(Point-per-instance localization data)
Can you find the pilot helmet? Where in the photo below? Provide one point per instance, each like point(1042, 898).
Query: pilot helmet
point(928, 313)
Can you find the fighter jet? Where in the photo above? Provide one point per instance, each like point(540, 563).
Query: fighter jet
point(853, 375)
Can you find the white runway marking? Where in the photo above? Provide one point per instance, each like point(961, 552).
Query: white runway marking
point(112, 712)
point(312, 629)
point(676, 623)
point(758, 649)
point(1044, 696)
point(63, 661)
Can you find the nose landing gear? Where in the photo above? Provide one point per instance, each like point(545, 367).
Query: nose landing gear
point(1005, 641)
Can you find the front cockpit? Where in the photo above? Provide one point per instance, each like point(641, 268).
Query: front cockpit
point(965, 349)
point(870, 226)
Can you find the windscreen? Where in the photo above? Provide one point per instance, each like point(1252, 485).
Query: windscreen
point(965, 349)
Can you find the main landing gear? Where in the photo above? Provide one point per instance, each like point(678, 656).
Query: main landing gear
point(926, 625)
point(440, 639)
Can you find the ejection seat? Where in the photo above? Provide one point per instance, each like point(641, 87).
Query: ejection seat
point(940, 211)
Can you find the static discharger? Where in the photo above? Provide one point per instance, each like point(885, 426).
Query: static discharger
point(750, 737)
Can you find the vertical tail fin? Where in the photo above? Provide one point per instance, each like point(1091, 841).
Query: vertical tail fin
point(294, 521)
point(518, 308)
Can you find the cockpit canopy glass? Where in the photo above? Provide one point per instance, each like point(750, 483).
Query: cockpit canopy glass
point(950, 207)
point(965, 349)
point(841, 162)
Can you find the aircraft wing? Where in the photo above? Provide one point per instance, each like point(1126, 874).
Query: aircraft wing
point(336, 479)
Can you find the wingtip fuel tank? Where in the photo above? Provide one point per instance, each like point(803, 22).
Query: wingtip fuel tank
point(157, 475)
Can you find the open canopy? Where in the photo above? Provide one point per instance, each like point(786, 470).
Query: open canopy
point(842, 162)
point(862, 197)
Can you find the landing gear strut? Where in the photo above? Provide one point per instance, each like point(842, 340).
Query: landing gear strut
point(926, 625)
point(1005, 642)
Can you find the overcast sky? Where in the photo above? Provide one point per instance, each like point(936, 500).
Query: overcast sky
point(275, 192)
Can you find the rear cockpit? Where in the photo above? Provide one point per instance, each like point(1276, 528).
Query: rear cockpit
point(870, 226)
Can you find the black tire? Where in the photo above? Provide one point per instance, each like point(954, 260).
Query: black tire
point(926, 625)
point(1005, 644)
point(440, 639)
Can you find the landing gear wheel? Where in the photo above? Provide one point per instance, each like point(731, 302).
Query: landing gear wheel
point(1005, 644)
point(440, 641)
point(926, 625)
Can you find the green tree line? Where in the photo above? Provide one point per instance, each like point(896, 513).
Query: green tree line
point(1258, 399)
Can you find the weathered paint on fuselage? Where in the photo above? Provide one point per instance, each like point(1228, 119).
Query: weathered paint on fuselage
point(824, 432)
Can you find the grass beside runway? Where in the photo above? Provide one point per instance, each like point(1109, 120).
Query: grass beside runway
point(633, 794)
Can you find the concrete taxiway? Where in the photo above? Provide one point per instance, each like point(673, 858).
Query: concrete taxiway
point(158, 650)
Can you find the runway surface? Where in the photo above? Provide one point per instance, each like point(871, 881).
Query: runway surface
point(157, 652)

> Exercise directions
The full set of records above must be retyped exactly.

> Response to the exercise
Can you find the pilot helmet? Where in the photo below? Provide one point per instance, each like point(1042, 898).
Query: pilot helmet
point(928, 313)
Can you find the fighter jet? Where in the photo above? Provide one point per instance, each like point(540, 563).
Query: fighter jet
point(853, 375)
Can you find the white runway marking? Where in the photo above? Provide one point per instance, each like point(961, 552).
Query: white runway marking
point(112, 712)
point(312, 629)
point(676, 623)
point(758, 649)
point(1044, 696)
point(63, 661)
Can you find the nose landing gear? Where in the photo above? Provide one point per instance, each like point(545, 367).
Query: nose landing gear
point(1005, 641)
Can you find the front cockpit? Where in the photo above? Provide one point per instance, each like point(641, 268).
Query: front cockpit
point(965, 349)
point(870, 226)
Can you find the windscreen? Where in the photo above? Provide one point per instance, each like point(1252, 485).
Query: windscreen
point(965, 349)
Can you find the main landing gear? Where in the photo above? Provide one point per instance, each like point(678, 656).
Query: main landing gear
point(926, 625)
point(440, 639)
Can you find the ejection seat? Where in the photo above? Provide one point per instance, each like point(641, 87).
Query: ejection seat
point(940, 211)
Can you find the static discharger? Where in the photo above? Provide one point per instance, each like point(885, 426).
Query: static discharger
point(750, 737)
Can you find the vertical tail fin? Where in the photo above? Provide one point per instance, each like point(1091, 841).
Query: vertical tail fin
point(294, 521)
point(518, 308)
Can you find the cockpit canopy glass? Where in the photo above? Provide one point per instance, each like point(750, 483).
Query: cockpit canopy glass
point(950, 207)
point(965, 349)
point(841, 162)
Can you find the aircraft wing? Where in the photo above? Provide one point per instance, each like point(1126, 874).
Query: aircraft wing
point(336, 479)
Can you find the wingtip fuel tank? Where in the photo above? Provide one point per instance, each like point(803, 22).
Query: wingtip fuel tank
point(157, 475)
Can you find the open canopy? Where in the photo above? Provide one point per instance, each like point(786, 470).
Query: open canopy
point(842, 162)
point(862, 197)
Can you find the landing gear strut? Where in the photo above? Provide one point per instance, each like point(842, 340).
Query: landing gear strut
point(926, 625)
point(1005, 642)
Can you find the overcast sky? Where in the photo above? Provide one point per instance, each like point(936, 500).
Query: overcast sky
point(275, 192)
Can you find the rear cockpit? Where in the photo above? Provide one point per instance, each like point(1276, 528).
Query: rear cockpit
point(870, 226)
Can you find the black tire? Where in the photo above? Provide one point per instance, each like point(954, 260).
Query: black tire
point(926, 625)
point(1005, 644)
point(440, 639)
Can you find the landing gear wheel? Where in the photo above? Provide one point per instance, each like point(731, 302).
Query: landing gear wheel
point(1005, 644)
point(440, 641)
point(926, 625)
Can you find the green tree line? Where in the photo above? Provide one point per instance, each like point(896, 513).
Query: green tree line
point(1258, 399)
Can you find the weathered paint on fuselage? Where in the photo above? Provide one point per instance, each like point(1228, 119).
Query: weathered paint on fuselage
point(824, 432)
Can you find the grass beside runway? Where in the photo above? Provide one point per instance, each like point(1109, 120).
Query: grass beside runway
point(633, 794)
Can you find the concrete taxiway? Where in the photo above? Provide one point per instance, each like point(673, 858).
Query: concrete taxiway
point(158, 650)
Can you find the runway surface? Where in the photo above? Provide one point per instance, each like point(871, 881).
Query: runway surface
point(157, 652)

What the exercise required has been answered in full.